Title of each class                          Proposed maximum           Proposed maximum
of securities to be        Amount to be      offering price per         aggregate offering    Amount of
registered                 Registered        share (1)                  price (1)             Registration Fee (1)
---------------------      ----------------  -------------------        -------------------   ----------------------
                                                                                       
Common stock,
no par value                600,000              $ 0.41                   $ 246,000                $ 100.00



(1) Estimated pursuant to Rule 457(c) solely for purpose of calculating the
amount of the registration fee, based upon the average of the bid and ask prices
reported on September 28, 2000, as reported on the OTC Bulletin Board.




                                    PART II.

               INFORMATION REQUIRED IN THE REGISTRATION STATEMENT


Item 3. INCORPORATION OF DOCUMENTS BY REFERENCE.

     The following documents are incorporated by reference in this registration
statement of CRYOCON, INC (formerly known as ISO Block Products USA, Inc.) and
in the related Section 10(a) prospectus:

         (a) Cryocon's Annual Report on Form 10-KSB for the fiscal year ended
             March 31, 2001.

         (b) Part I, Item 8 (Description of Securities) contained in Cryocon's
             registration statement on Form 8-A, SEC file No. 0-25810.

     In addition, all documents subsequently filed pursuant to Sections 13(a),
13(c), 14 and 15(d) of the Securities Exchange Act of 1934, prior to the filing
of a post-effective amendment which indicates that all securities offered have
been sold or which deregisters all securities then remaining unsold, shall be
deemed to be incorporated by reference into this registration statement and to
be a part hereof from the date of filing of such documents.


Item 4. DESCRIPTION OF SECURITIES.

     Not applicable.

Item 5. INTERESTS OF NAMED EXPERTS AND COUNSEL.

     The validity of the securities that may be offered will be passed upon for
Cryocon by Marcus Sanders, Attorney at Law, 22 Battery Street, Suite 701, San
Francisco, California 94105. Mr. Marcus Sanders is a sole-proprietor of law
practice and provided advice with respect to this matter. Mr. Sanders does not
directly nor indirectly own any shares of Cryocon's common stock, nor does Mr.
Sanders hold any options to purchase shares of Cryocon's common stock.

Item 6. INDEMNIFICATION OF OFFICERS AND DIRECTORS.

     Article SEVENTH of Cryocon's Amended Articles of incorporation authorizes
CRYOCON to indemnify any current or former director, officer, employee, or agent
of CRYOCON, or a person serving in a similar post in another organization at the
request of CRYOCON, against expenses, judgments, fines, and amounts paid in
settlement incurred by him in connection with any threatened, pending, or
completed action, suit, or proceeding, whether civil, criminal, administrative,
or investigative, to the fullest extent not prohibited by the Colorado Business
Corporation Act, public policy or other applicable law. Sections 7-109-103 and
7-109-107 of the Colorado Business Corporation Act authorize a corporation to
indemnify its directors, officers, employees, or agents in terms sufficiently
broad to permit such indemnification under certain circumstances for liabilities





(including provisions permitting advances for expenses incurred) arising under
the 1933 Act.

Exercise objective:
Rewrite the registration statement excerpt starting with "The validity of" and going on through "OFFICERS AND DIRECTORS.", updating it so that "advice" becomes "guidance".

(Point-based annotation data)
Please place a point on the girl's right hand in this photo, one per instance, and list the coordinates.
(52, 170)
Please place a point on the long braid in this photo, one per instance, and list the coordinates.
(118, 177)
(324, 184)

Output for this exercise:
The validity of the securities that may be offered will be passed upon for
Cryocon by Marcus Sanders, Attorney at Law, 22 Battery Street, Suite 701, San
Francisco, California 94105. Mr. Marcus Sanders is a sole-proprietor of law
practice and provided guidance with respect to this matter. Mr. Sanders does not
directly nor indirectly own any shares of Cryocon's common stock, nor does Mr.
Sanders hold any options to purchase shares of Cryocon's common stock.

Item 6. INDEMNIFICATION OF OFFICERS AND DIRECTORS.